» Lesetext
Zeitsprünge Bukarest

Visueller Artikel von Gerlinde Schuller


4 Oktober 2022 . 7 min.

Bukarest wird 1659 zunächst Landeshauptstadt des Fürstentums Walachei und später Rumäniens. Die Stadt ist politischer, wirtschaftlicher und kultureller Mittelpunkt des Landes und war schon immer Schauplatz turbulenter politischer Umwälzungen.

In den vier Jahrzehnten nach dem Zweiten Weltkrieg wächst die Hauptstadt auf mehr als das Doppelte ihrer Einwohnerzahl und durchläuft kritische Transformationen unter dem kommunistischen Diktator Nicolae Ceaușescu.

Heute ist die Stadt sowohl eine zeitgenössische Metropole als auch ein öffentliches Museum kulturellen Erbes.


1956

Mitte der 50er Jahre besuchen Fotojournalisten aus der Deutschen Demokratischen Republik (DDR), die rumänische Hauptstadt Bukarest, um das öffentliche Leben zu dokumentieren.

Sie finden eine moderne, kulturbegeisterte Stadt vor, die sowohl für das reiche Bürgertum als auch für Arbeiter zugänglich ist. Rumänien ist seit 1948 Volksrepublik und auf dem Weg ein Land zu werden in dem der Wohlstand ein Recht für alle ist.

Das Staatsoberhaupt Gheorghe Gheorghiu-Dej leitet die Sowjetisierung Rumäniens und den Aufbau des Sicherheitsdienstes Securitate ein. Industrie und Landwirtschaft werden verstaatlicht.

Bukarest hat 1,2 Millionen Einwohner und wächst rasant. Bauern kommen zunehmend in die Stadt, um in den großen Industriebetrieben Arbeitsplätze finden. Sie bringen ihre ländliche Lebensweise mit, die das neue Bild von Bukarest mitprägen.

Der in Bukarest ansässige Fotograf Octavian Pavel half bei der Identifizierung der Standorte auf den folgenden Archivbildern.


Vor der Universität von Bucharest,
Boulevard Regina Elisabeta
Blumenstand an der Rumänisch-Orthodoxen Weißen Kirche
Calea Victoriei (Siegesallee), nr. 32-34
Kiosk mit deutschen Zeitungen
Terrasse des Offizierskasinos
Cercul Militar Național
Luftballonverkäufer am Eingang eines Spielzeugladens,
1950er Jahre

1959

Das Capșa Hotel mit dem Gebäude der Telefongesellschaft (Palatul Telefoanelor)
im Hintergrund, 1959


2020 I 1970

Kreuzung Calea Victoriei und Boulevard Regina Elisabeta mit dem Capșa Hotel
und dem Gebäude der Telefongesellschaft, 2022/1970


Anfang der 1970er Jahre ist Bukarest das Machtzentrum des kommunistischen Staatsführers Nicolae Ceaușescu. Die Stadt hat turbulente Jahre hinter sich und vor sich. Davon zeugt der häufige Namenswechsel des ‘Regina Elisabeta Boulevards’.

» Arbeitsaufträge
a - Nennen Sie alle Personen, die im Lesetext über Bukarest namentlich erwähnt werden.
b - Wie viele Einwohner hat Bukarest laut dem Lesetext über Bukarest Mitte der 50er Jahre?
c - Schreiben Sie den Lesetext über Bukarest im Anschluss an seinen letzten Satz weiter.
Die Auflistung spielt für die Bearbeitung keine Rolle.

» Bereitgestelltes Material
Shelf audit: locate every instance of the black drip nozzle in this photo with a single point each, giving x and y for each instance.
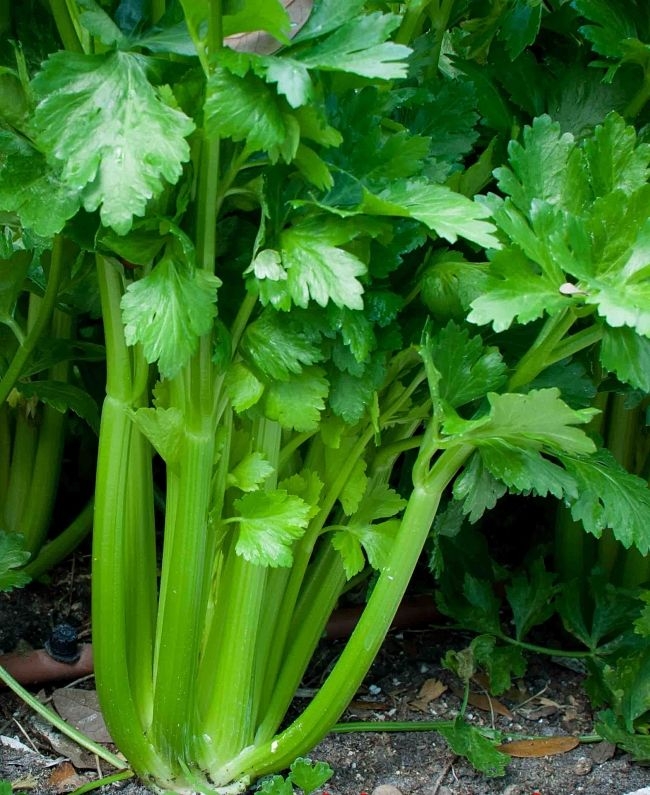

» Antworten in Reihenfolge
a - Gerlinde Schuller, Nicolae Ceaușescu, Gheorghe Gheorghiu-Dej, Octavian Pavel

b - Bukarest hat 1,2 Millionen Einwohner.

c -
1870 wird er als ‘Boulevard Doamna Elisabeta’ für den Verkehr freigegeben. Bis 1930 trägt er den Namen ‘Boulevard Academiei‘, um danach in Königin-Elisabeta-Boulevard umbenannt zu werden, nach der ersten Königin von Rumänien.

Im ersten Jahr der rumänischen Volksrepublik 1948, als die mit dem alten Regime verbundenen Namen ausgetauscht werden, wird die Straße ‘Boulevard 6 März’ (Festtag der orthodoxen Christen) genannt. Nach nur 17 Jahren, 1965, nach dem Tod des kommunistischen Führers Gheorghiu-Dej, bekommt sie seinen Namen: ‘Gheorghe Gheorgiu-Dej-Boulevard’.

1970

Kreuzung Calea Victoriei und Boulevard Regina Elisabeta, 1970

1990, nach der rumänischen Revolution wird die Straße zunächst dem liberalen Staatsmann ‘Mihail Kogălniceanu Boulevard’ benannt, um sie 1995 erneut ‘Elisabeta-Boulevard’ zu taufen. Zwei Monate später bekommt sie schließlich den Namen ‘Regina Elisabeta Boulevard’, den sie noch heute trägt.

2022 scheint sich die Perspektive auf dem historischen Foto nicht massgebend verändert zu haben.

2022

Crossing of Calea Victoriei and Boulevard Regina Elisabeta, 2022

Monica Mărăcineanu hat die Kreuzung vorige Woche dokumentiert.
Sie lebt in Bukarest und hat in den letzten fünf Jahren mehr als 4000 Häuser aufgenommen. Mărăcineanu interessiert sich im Besonderen für historische Gebäude, viele in einem renovierungsbedürftigen Zustand. Mit ihrer nahezu systematischen Registrierung dieser Häuser mit historischer Patina, erinnert sie uns daran, wie wichtig der Erhalt von kulturellem Erbe ist.

Die alten Häuser die sie fotografiert, sind Archive einer Vergangenheit, die es wert wären für die nächste Generation erhalten zu bleiben. Mărăcineanu macht uns bewusst, dass wir uns ohne das Wissen um die Vergangenheit nicht wirklich weiterentwickeln können.


2006 I 1969

Luftballons bei der Bukarest Pride, 2006 und
der 1. Mai-Parade in Galați, 1969

1. Mai 1969
Unter der kommunistischen Regierung von Nicolae Ceaușescu wird der 1 Mai, als ‘Tag der Arbeiter’, mit Propagandaveranstaltungen und Paraden (defilare) begangen an denen Tausende von Menschen teilnehmen.

Die Arbeiter sind verpflichtet sich zu beteiligen und werden von Aktivisten der Rumänischen Kommunistischen Partei mobilisiert Lobeshymnen zu skandieren und vor Tribünen mit Parteigenossen zu salutieren. Die Choreographien sind vorgegeben und müssen vorher geflissentlich einstudiert werden. Es ist ein Tag an dem die Kommunistische Partei und Ceaușescu ihre Errungenschaften präsentieren und sich feiern lassen.

Nach der Revolution 1989 wird der 1. Mai noch stets als ‘Tag der Arbeit’ gefeiert, aber nur mit gesellschaftlichen und privaten Veranstaltungen unter freiem Himmel.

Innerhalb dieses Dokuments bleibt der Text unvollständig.